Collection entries
• • • • • • •

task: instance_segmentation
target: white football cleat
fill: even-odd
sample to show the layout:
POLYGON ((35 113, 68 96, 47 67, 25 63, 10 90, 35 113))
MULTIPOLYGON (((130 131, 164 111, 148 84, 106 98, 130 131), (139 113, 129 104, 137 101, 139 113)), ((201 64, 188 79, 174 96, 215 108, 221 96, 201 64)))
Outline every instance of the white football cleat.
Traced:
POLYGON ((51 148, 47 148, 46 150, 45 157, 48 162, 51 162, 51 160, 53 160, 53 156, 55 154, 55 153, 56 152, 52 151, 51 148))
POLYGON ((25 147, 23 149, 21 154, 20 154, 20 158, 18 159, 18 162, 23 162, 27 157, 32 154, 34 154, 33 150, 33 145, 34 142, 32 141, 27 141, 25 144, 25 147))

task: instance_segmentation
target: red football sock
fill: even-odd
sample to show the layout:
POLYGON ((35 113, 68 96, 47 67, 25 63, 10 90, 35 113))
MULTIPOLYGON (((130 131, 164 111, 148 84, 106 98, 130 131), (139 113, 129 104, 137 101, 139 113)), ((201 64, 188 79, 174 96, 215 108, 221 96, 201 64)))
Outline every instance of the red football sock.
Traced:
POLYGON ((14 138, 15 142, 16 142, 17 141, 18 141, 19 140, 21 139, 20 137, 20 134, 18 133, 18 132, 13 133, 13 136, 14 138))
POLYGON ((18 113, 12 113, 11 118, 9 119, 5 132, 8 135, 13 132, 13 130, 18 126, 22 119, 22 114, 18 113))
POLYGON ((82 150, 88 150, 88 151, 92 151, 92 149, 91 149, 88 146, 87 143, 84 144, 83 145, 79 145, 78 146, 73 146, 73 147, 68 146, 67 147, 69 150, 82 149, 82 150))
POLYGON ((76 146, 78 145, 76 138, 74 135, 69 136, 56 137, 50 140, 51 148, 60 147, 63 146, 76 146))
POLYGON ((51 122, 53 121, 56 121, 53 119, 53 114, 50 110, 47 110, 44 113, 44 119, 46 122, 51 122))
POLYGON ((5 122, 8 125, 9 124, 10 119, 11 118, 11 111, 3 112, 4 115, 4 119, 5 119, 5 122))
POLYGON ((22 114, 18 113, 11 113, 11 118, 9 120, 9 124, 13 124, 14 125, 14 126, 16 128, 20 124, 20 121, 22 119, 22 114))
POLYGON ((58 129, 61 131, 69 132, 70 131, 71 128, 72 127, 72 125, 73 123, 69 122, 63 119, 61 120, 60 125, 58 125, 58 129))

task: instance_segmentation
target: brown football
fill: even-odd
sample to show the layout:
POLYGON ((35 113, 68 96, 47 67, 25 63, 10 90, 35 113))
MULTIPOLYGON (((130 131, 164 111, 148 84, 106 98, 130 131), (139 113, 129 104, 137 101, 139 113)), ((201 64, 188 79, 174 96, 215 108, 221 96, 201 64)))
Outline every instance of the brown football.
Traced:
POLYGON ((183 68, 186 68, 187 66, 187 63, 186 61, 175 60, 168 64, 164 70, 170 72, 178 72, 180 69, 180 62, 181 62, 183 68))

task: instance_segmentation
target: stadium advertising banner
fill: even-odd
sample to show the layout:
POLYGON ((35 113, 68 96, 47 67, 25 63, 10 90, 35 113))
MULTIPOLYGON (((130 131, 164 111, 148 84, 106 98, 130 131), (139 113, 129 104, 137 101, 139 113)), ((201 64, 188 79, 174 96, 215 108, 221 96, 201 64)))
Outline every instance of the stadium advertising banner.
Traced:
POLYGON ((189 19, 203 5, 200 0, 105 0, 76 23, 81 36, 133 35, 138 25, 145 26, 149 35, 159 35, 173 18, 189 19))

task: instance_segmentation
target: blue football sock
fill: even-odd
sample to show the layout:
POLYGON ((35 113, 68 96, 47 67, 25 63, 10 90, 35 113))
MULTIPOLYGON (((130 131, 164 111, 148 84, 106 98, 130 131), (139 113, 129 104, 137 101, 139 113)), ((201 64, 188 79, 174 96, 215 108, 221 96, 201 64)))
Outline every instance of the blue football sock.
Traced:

• • • • • • •

Your task
Locate every line in the items above that contains the string "cleat", treating uppercase and lowercase as different, and copy each of those lines.

Expected answer
target: white football cleat
Outline every instance of the white football cleat.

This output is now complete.